++++ Texto

De acordo com o contrato, dívidas do Comitê não pagas até 2023 serão integralmente arcadas pelo poder público. E, como a Olimpíada praticamente não tem mais como gerar receita, é muito provável que o ônus fique de fato com União, estado e município. Hoje, a dívida total do Comitê com fornecedores é de R$ 160 milhões.

Na acusação, o MPF equiparou Nuzman a um agente público e o Comitê Rio 2016 a uma instituição pública, embora seja oficialmente privada. A argumentação é de que a Olimpíada recebeu verbas públicas para ser realizada. A denúncia do MPF foi aceita na quinta-feira (19) pelo juiz federal Marcelo Bretas, da 7.ª Vara Federal Criminal do Rio de Janeiro. Assim, os acusados viraram réus.

Nem a rede de hotéis de Trump tampouco algum de seus funcionários foi denunciado pelo MPF.

++++++++
++++ Registros de dados

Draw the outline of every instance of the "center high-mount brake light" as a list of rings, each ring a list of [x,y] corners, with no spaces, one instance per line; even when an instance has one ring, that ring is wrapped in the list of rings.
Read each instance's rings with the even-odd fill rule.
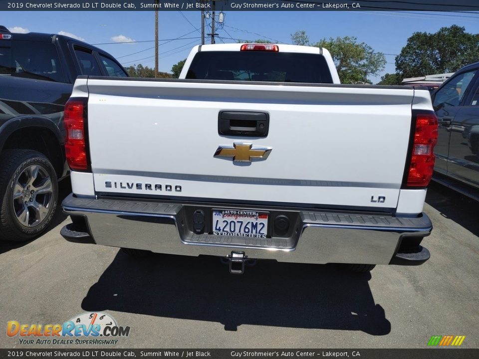
[[[88,168],[85,137],[86,109],[86,101],[82,99],[70,99],[65,105],[65,155],[72,170],[84,171]]]
[[[432,111],[414,111],[413,121],[414,117],[416,127],[406,185],[426,187],[434,169],[433,151],[438,142],[438,118]]]
[[[271,44],[244,44],[241,45],[241,51],[267,51],[277,52],[279,48],[277,45]]]

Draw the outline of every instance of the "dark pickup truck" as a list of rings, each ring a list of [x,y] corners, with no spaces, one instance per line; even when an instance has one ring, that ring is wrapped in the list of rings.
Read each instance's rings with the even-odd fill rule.
[[[51,220],[68,171],[63,108],[79,75],[128,76],[82,41],[0,26],[0,240],[32,239]]]

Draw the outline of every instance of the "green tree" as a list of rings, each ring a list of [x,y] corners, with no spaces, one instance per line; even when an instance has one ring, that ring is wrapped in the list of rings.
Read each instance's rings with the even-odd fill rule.
[[[309,44],[309,36],[304,30],[297,31],[291,34],[291,41],[293,45],[302,45],[307,46]]]
[[[414,32],[396,57],[396,70],[404,77],[454,72],[479,60],[479,34],[453,25],[434,33]]]
[[[148,66],[144,66],[141,64],[130,65],[126,68],[126,72],[130,77],[154,77],[155,70]],[[167,72],[158,72],[158,77],[171,78],[171,74]]]
[[[171,72],[173,73],[173,78],[178,78],[180,77],[180,74],[181,73],[181,70],[185,66],[185,62],[186,62],[186,59],[178,61],[178,63],[173,65],[171,68]]]
[[[401,74],[387,73],[381,77],[381,81],[378,82],[378,85],[401,85],[403,80],[403,76]]]
[[[343,83],[371,83],[368,76],[377,76],[386,65],[383,53],[375,52],[364,42],[358,43],[354,37],[324,38],[314,46],[329,51]]]

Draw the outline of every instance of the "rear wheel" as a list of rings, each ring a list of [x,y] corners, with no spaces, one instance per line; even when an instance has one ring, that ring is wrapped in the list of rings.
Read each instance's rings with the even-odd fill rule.
[[[376,264],[348,264],[348,269],[356,273],[366,273],[370,272],[375,267]]]
[[[5,150],[0,156],[0,239],[33,239],[51,221],[58,200],[56,174],[31,150]]]

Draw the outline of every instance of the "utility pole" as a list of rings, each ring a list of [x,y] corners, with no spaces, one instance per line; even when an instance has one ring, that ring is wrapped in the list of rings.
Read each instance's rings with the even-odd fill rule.
[[[158,4],[159,0],[155,0],[155,77],[158,77]]]
[[[205,44],[205,10],[201,9],[201,44]]]
[[[215,0],[212,0],[212,13],[213,16],[211,17],[211,43],[215,43]]]

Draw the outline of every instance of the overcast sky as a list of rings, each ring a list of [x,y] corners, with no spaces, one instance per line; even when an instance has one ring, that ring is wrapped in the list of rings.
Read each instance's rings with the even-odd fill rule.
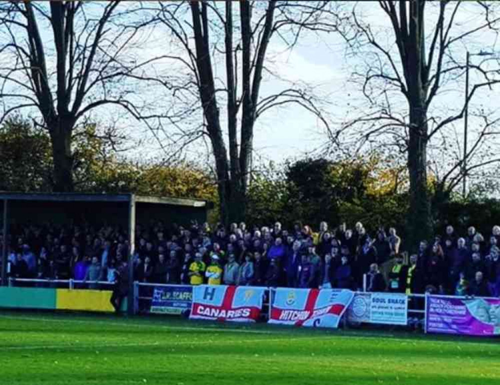
[[[346,6],[352,8],[354,3],[349,2]],[[450,4],[450,10],[452,8]],[[431,27],[436,14],[436,4],[429,2],[426,6],[426,33],[430,38],[432,32]],[[237,7],[235,7],[237,8]],[[369,23],[380,36],[381,41],[388,49],[393,50],[393,34],[386,15],[376,2],[363,2],[357,5],[357,10],[362,15],[362,20]],[[456,26],[452,30],[452,34],[457,34],[474,26],[480,25],[482,19],[478,16],[480,8],[473,4],[465,4],[459,10],[456,18]],[[235,18],[235,20],[238,18]],[[44,38],[50,38],[50,31],[42,28]],[[178,53],[175,46],[165,38],[164,30],[157,28],[149,36],[147,42],[141,44],[134,48],[134,55],[144,60],[154,56],[162,52],[170,50]],[[467,50],[471,52],[478,52],[484,50],[488,52],[500,52],[500,47],[496,42],[496,35],[491,32],[480,32],[475,34],[465,42],[465,44],[457,46],[454,55],[463,64]],[[303,38],[293,50],[287,50],[285,45],[276,36],[273,36],[269,47],[269,56],[273,62],[268,66],[279,74],[283,78],[290,82],[307,84],[317,90],[318,94],[323,98],[324,102],[322,106],[333,130],[339,128],[343,122],[351,118],[361,109],[368,106],[367,100],[363,96],[360,86],[353,83],[351,74],[354,70],[362,68],[368,60],[368,56],[349,54],[342,38],[335,33],[329,34],[305,34]],[[483,58],[472,57],[472,62]],[[216,60],[214,60],[216,62]],[[1,60],[0,60],[1,62]],[[50,63],[49,64],[50,64]],[[224,77],[224,66],[217,64],[217,74]],[[159,74],[171,74],[179,71],[182,74],[182,68],[168,62],[158,62],[152,68]],[[471,88],[480,79],[473,72],[471,72]],[[435,100],[433,104],[431,114],[436,116],[446,114],[449,110],[461,107],[464,97],[463,76],[443,88],[441,94]],[[261,95],[265,96],[279,92],[284,86],[283,82],[273,78],[269,75],[265,76],[261,86]],[[164,95],[152,91],[149,86],[138,85],[136,97],[139,100],[151,106],[159,107],[167,103],[162,98]],[[401,103],[400,95],[394,96],[394,105],[400,108],[403,114],[406,107]],[[494,112],[498,108],[497,100],[500,100],[500,86],[494,86],[491,90],[484,90],[478,94],[477,97],[471,103],[471,110],[484,108]],[[219,102],[224,106],[224,101]],[[224,118],[223,112],[223,118]],[[148,128],[140,123],[131,120],[129,116],[118,114],[115,110],[106,108],[97,110],[93,117],[101,122],[116,120],[117,116],[122,118],[118,124],[127,130],[130,138],[133,141],[137,139],[144,140],[139,148],[131,152],[129,155],[134,158],[143,159],[162,157],[165,154],[160,148],[154,136]],[[199,114],[199,121],[201,116]],[[476,122],[478,123],[479,122]],[[460,131],[461,121],[457,122],[454,130]],[[471,118],[471,130],[473,134],[475,123],[474,118]],[[172,130],[174,130],[173,128]],[[169,131],[170,134],[171,132]],[[161,132],[157,133],[160,140],[165,136]],[[457,138],[457,146],[460,144],[461,139]],[[280,162],[284,160],[303,156],[305,154],[324,146],[326,142],[324,127],[310,113],[304,111],[296,105],[277,108],[270,110],[258,120],[255,128],[254,148],[255,154],[265,160],[273,160]],[[188,159],[199,161],[200,154],[204,151],[202,142],[198,142],[190,146],[186,154]]]

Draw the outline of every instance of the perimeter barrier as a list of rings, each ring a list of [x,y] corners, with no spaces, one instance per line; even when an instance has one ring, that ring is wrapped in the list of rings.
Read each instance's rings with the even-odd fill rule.
[[[113,312],[113,282],[11,278],[0,308]],[[336,328],[373,324],[500,336],[500,298],[224,285],[134,282],[134,314]],[[126,311],[126,300],[122,302]]]

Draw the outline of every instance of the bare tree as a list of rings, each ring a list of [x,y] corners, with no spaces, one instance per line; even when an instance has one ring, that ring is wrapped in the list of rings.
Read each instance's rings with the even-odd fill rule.
[[[254,128],[259,116],[294,104],[328,126],[306,84],[281,79],[283,86],[278,92],[262,90],[266,76],[279,78],[269,66],[272,40],[281,39],[291,49],[327,2],[241,1],[235,9],[237,4],[192,1],[144,7],[154,15],[152,24],[166,27],[174,51],[170,58],[181,64],[196,90],[215,158],[221,219],[226,222],[244,218]]]
[[[428,144],[463,116],[467,104],[480,89],[500,81],[495,77],[497,71],[473,66],[476,77],[482,80],[472,86],[463,104],[445,107],[441,104],[433,108],[432,104],[450,87],[456,90],[465,68],[457,56],[459,52],[465,56],[464,46],[481,33],[492,32],[494,36],[500,19],[495,4],[482,2],[465,5],[461,2],[388,0],[379,1],[378,6],[378,20],[383,22],[385,18],[388,28],[374,26],[373,19],[371,23],[367,21],[356,6],[348,18],[344,14],[331,18],[347,42],[349,53],[362,63],[353,78],[369,102],[368,108],[351,116],[343,130],[355,137],[358,145],[378,142],[406,154],[410,192],[408,233],[411,240],[424,239],[432,229]],[[465,6],[474,7],[471,24],[457,20],[461,12],[467,12],[462,10]],[[472,156],[474,150],[467,156]],[[453,169],[459,169],[463,161],[459,160]],[[453,172],[445,176],[443,186],[456,184],[456,179],[449,180],[452,175]]]
[[[134,4],[120,2],[13,2],[0,4],[0,122],[27,109],[50,134],[54,189],[74,189],[75,128],[98,108],[123,109],[137,119],[168,118],[150,112],[126,80],[161,82],[145,68],[157,58],[131,53],[141,28],[121,22]],[[121,6],[121,8],[120,8]],[[130,85],[130,84],[129,84]]]

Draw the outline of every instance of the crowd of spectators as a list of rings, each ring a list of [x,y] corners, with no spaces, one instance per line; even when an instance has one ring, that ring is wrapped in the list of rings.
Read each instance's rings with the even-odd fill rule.
[[[394,228],[370,236],[359,222],[351,230],[322,222],[317,232],[299,222],[289,230],[278,222],[213,229],[160,222],[138,226],[136,234],[132,262],[140,282],[500,296],[498,226],[487,238],[473,227],[460,236],[448,226],[410,256]],[[129,244],[119,226],[45,225],[13,229],[7,248],[11,276],[97,284],[126,270]]]

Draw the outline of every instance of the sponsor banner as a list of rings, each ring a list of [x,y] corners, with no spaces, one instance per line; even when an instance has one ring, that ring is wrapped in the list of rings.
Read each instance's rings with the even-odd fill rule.
[[[500,335],[500,299],[429,296],[426,308],[427,332]]]
[[[347,310],[351,322],[406,325],[408,297],[400,293],[356,293]]]
[[[193,288],[189,318],[255,322],[262,310],[265,288],[200,285]]]
[[[150,311],[159,314],[181,314],[191,308],[192,300],[192,286],[156,286]]]
[[[350,290],[279,288],[273,296],[269,324],[337,328],[354,293]]]

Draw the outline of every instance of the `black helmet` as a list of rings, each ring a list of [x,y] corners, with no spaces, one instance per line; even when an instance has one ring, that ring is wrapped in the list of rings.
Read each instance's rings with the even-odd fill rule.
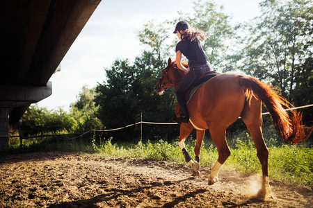
[[[179,31],[180,30],[184,31],[186,29],[189,28],[189,24],[188,22],[185,21],[181,21],[176,24],[175,30],[173,33],[177,33],[177,31]]]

++++++++

Tarefas:
- A) No texto sobre o Comitê Rio 2016, reescreva a parte que se inicia nas palavras que contêm "Na acusação, o" e termina em "acusados viraram réus.", alterando "juiz federal" para "magistrado federal".
- B) Dê prosseguimento ao texto sobre o Comitê Rio 2016 a partir do ponto em que ele termina.

Tarefas resolvidas:
- A)
Na acusação, o MPF equiparou Nuzman a um agente público e o Comitê Rio 2016 a uma instituição pública, embora seja oficialmente privada. A argumentação é de que a Olimpíada recebeu verbas públicas para ser realizada. A denúncia do MPF foi aceita na quinta-feira (19) pelo magistrado federal Marcelo Bretas, da 7.ª Vara Federal Criminal do Rio de Janeiro. Assim, os acusados viraram réus.

- B)
Hotel diz que Rei Arthur nunca participou da gestão do empreendimento

Em nota, o Hotel LSH informou que o empresário Arthur Soares, conhecido como Rei Arthur, nunca teve cargo no empreendimento hoteleiro. Segundo o texto do hotel, uma das empresas da qual Soares é sócio (a AS Patrimonial), detém 14% das cotas de um fundo (FIP LSH) que tem o hotel como um de seus investimentos. “A AS Patrimonial não controla o fundo FIP LSH nem o LSH Hotel, tampouco participa da gestão do empreendimento”, diz o hotel na nota.

O LSH ainda informou que o contrato entre o hotel e o Comitê Rio 2016 “seguiu os mesmos padrões, cláusulas e parâmetros de valor dos demais acordos com estabelecimentos da mesma categoria, de acordo com as diretrizes da ABIH [Associação Brasileira da Indústria Hoteleira]”.

A nota diz ainda que o hotel recebeu delegações que participaram da Olimpíada em 75 quartos, cumprindo 60% das vagas contratadas. E assegura que o desconto que recebeu foi fruto de uma negociação por meio da qual pagou o débito à vista. “Como houve uso parcial de reservas, o LHS Hotel devolveu o valor referente às diárias não utilizadas. Após negociação entre entidades privadas – o LSH Hotel e o Comitê Rio 2016 –, a empresa assumiu o compromisso de ressarcir o Comitê por meio de depósito à vista, com 30% de desconto”.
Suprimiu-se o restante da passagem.